• [Text segment]
Thousands of other volunteers in the UK could be used in patient-facing roles, such as St John Ambulance first aiders and patient advocates
St John Ambulance has now confirmed that it has been approached to be potentially training up its volunteers in order to administer a vaccine for the COVID-19 virus.
Last month the rules over who is permitted give a vaccine in the country were extended to include allied healthcare professionals, independent nurses, paramedics, physiotherapists, pharmacists, as well as student doctors and nurses.
At the time, Matt Hancock, the UK’s Health Secretary, said: “These legal changes will help us in doing everything we can to make sure we are ready to roll out a safe and effective COVID-19 vaccine as soon as it has passed clinical trials and undergone rigorous checks by the regulator.”
This comes after a new US-developed vaccine has now been shown to be 94.5% effective at protecting people from the novel coronavirus, COVID-19, according to interim results.
However, according to the Daily Mail that says that it has seen the leaked plans, they would allow volunteers with no previous medical experience to be trained to give the vaccines and potentially deal with any immediate adverse reactions.
It says the leaked documents suggest that the only criteria needed are that the volunteer be between the ages of 18 and 69 and have at least two or more A-levels or equivalent, as well as be at low risk of COVID-19 and be prepared to undergo a reference check.
The paper reports that the laws governing the administration of vaccinations in the UK have been amended further to include “people who are not registered healthcare professionals”.

• [Activity list]
- 1) List every requirement that, according to the leaked documents described in the article on COVID-19 vaccine volunteers, a volunteer must meet.
- 2) Write the next part of the article on COVID-19 vaccine volunteers, picking up after its final sentence.

• [Data to examine]

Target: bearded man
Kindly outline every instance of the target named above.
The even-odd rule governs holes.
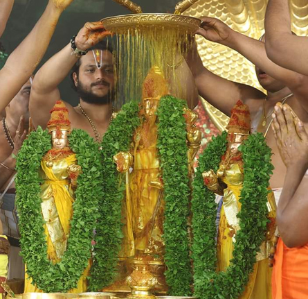
[[[46,128],[49,111],[61,98],[57,86],[72,71],[73,88],[80,98],[76,107],[65,103],[72,128],[84,130],[100,142],[111,118],[114,87],[112,49],[100,42],[107,34],[100,22],[87,23],[39,70],[30,98],[35,127]]]

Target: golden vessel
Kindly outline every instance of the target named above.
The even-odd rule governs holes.
[[[164,13],[142,13],[118,15],[102,19],[105,28],[114,33],[121,34],[142,27],[157,29],[181,28],[187,33],[194,33],[199,27],[201,21],[192,17]]]

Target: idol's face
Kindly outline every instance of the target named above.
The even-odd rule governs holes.
[[[61,136],[57,136],[57,131],[51,132],[51,139],[53,148],[61,150],[67,146],[67,136],[69,132],[61,130]]]
[[[148,120],[154,120],[156,118],[156,112],[158,101],[153,99],[146,99],[144,101],[145,118]]]
[[[229,135],[228,146],[231,155],[234,155],[239,153],[239,147],[243,142],[247,139],[248,135],[233,134]]]
[[[80,58],[78,74],[73,74],[75,85],[80,98],[89,103],[104,104],[113,100],[114,75],[112,54],[109,51],[99,50],[99,53],[102,59],[100,68],[98,67],[93,51],[89,51]]]

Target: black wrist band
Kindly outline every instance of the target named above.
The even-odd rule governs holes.
[[[89,50],[82,51],[80,50],[77,48],[76,44],[75,44],[75,39],[76,38],[76,35],[73,36],[73,37],[71,39],[71,48],[72,49],[72,54],[75,55],[77,57],[80,57],[82,55],[86,55],[88,53]]]

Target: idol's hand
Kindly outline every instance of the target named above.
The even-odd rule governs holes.
[[[212,169],[202,173],[202,177],[203,178],[204,185],[209,189],[212,186],[217,187],[217,185],[218,185],[217,176]]]
[[[55,8],[60,10],[64,10],[74,0],[49,0]]]
[[[75,44],[78,49],[86,51],[110,35],[101,22],[87,22],[78,32]]]
[[[77,179],[81,173],[81,166],[75,164],[71,164],[67,168],[69,178],[71,179],[71,184],[73,186],[77,185]]]
[[[287,104],[277,103],[272,114],[272,129],[287,167],[308,163],[308,134],[303,123]]]
[[[202,23],[196,33],[211,42],[223,44],[233,32],[230,28],[218,19],[203,17],[201,19]]]

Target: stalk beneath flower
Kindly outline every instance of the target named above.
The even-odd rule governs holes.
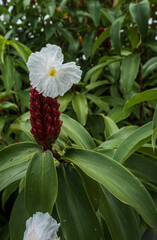
[[[44,150],[52,150],[52,143],[58,138],[62,121],[59,119],[60,104],[56,98],[44,97],[31,86],[30,123],[31,133]]]

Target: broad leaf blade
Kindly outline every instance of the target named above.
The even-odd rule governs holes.
[[[110,230],[112,240],[140,240],[139,226],[133,209],[118,201],[104,188],[100,193],[100,212]]]
[[[144,38],[148,31],[148,19],[149,19],[149,1],[143,0],[140,3],[131,3],[129,6],[130,14],[133,20],[136,22],[138,31]]]
[[[74,95],[72,105],[79,122],[84,126],[86,124],[88,114],[88,103],[85,95],[81,93]]]
[[[58,191],[53,155],[50,151],[35,154],[26,173],[25,202],[31,216],[36,212],[51,214]]]
[[[100,225],[79,174],[70,165],[58,167],[57,212],[68,240],[103,239]]]
[[[120,82],[124,93],[128,93],[137,77],[140,64],[139,54],[130,54],[122,62]]]
[[[138,148],[150,141],[152,132],[152,122],[138,128],[120,144],[113,158],[123,163]]]
[[[148,225],[156,228],[157,210],[150,194],[121,164],[103,154],[82,149],[71,149],[62,159],[77,165],[121,202],[135,208]]]
[[[89,133],[77,121],[69,116],[62,114],[63,121],[62,130],[80,147],[85,149],[93,149],[95,143]]]

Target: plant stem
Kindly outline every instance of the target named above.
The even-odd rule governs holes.
[[[142,60],[141,60],[141,52],[142,48],[139,47],[139,54],[140,54],[140,66],[139,66],[139,84],[140,84],[140,92],[143,92],[143,79],[142,79]],[[143,125],[143,103],[140,103],[140,126]]]
[[[7,146],[9,145],[9,143],[7,143],[7,141],[5,141],[3,138],[0,138],[0,141],[6,144]]]

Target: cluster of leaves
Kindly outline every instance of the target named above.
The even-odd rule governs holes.
[[[156,1],[3,0],[0,11],[0,238],[22,240],[41,211],[62,240],[157,239]],[[83,70],[59,97],[59,161],[30,133],[26,62],[46,43]]]

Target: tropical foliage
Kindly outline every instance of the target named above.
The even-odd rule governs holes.
[[[61,240],[157,239],[156,0],[3,0],[0,5],[0,239],[37,211]],[[26,62],[47,43],[82,80],[59,97],[53,150],[30,133]]]

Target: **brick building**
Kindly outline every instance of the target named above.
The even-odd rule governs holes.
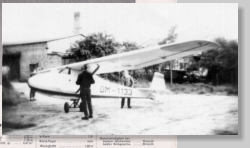
[[[4,43],[3,66],[10,69],[11,80],[27,81],[35,68],[48,69],[61,66],[63,54],[72,43],[83,39],[83,35],[32,42]]]

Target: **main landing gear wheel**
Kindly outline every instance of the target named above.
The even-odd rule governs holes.
[[[64,111],[65,111],[65,113],[69,112],[69,103],[68,102],[64,103]]]

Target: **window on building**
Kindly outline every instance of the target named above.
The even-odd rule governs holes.
[[[30,64],[30,73],[36,72],[38,68],[38,63],[36,64]]]

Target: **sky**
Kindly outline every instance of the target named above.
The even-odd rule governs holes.
[[[162,40],[177,26],[177,41],[238,40],[238,4],[2,4],[3,43],[73,35],[74,12],[81,33],[104,32],[118,42]]]

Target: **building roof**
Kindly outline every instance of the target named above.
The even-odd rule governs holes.
[[[71,37],[75,37],[75,36],[83,36],[82,34],[78,34],[78,35],[72,35],[72,36],[66,36],[66,37],[60,37],[60,38],[51,38],[51,39],[39,39],[39,40],[29,40],[29,41],[18,41],[18,42],[6,42],[3,43],[3,46],[13,46],[13,45],[22,45],[22,44],[35,44],[35,43],[46,43],[46,42],[50,42],[50,41],[56,41],[56,40],[62,40],[62,39],[66,39],[66,38],[71,38]]]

• [Responses by item number]
- 1)
- Be between the ages of 18 and 69
- Have at least two A-levels or equivalent
- Be at low risk of COVID-19
- Be prepared to undergo a reference check

- 2)
Confirming that it had been asked to train extra vaccine volunteers, St John Ambulance chief operating officer Richard Lee said: “During the COVID-9 pandemic, St John volunteers have already given hundreds of thousands of hours of their time, supporting the NHS in caring for patients on board ambulances, in hospitals and as part of vital community projects such as this year’s seasonal flu vaccinations, and that work continues.”
This comes after speaking in his first interview with a broadcaster from the UK, Professor Ugur Sahin, the co-founder of the German firm BioNTech, had said that the first vaccines for COVID-19 could be rolled out to UK patients nationwide by mid-December.
He went on:
“St John Ambulance is proud to have been asked to support NHS staff in getting ready to deliver a COVID-19 vaccination programme when one becomes available.”
“Our role includes sourcing vaccinators within the new regulations set out by government and delivering official training from Public Health England, as well as recruiting many thousands more people in patient-facing support roles, such as patient advocates and first aiders at vaccination sites.”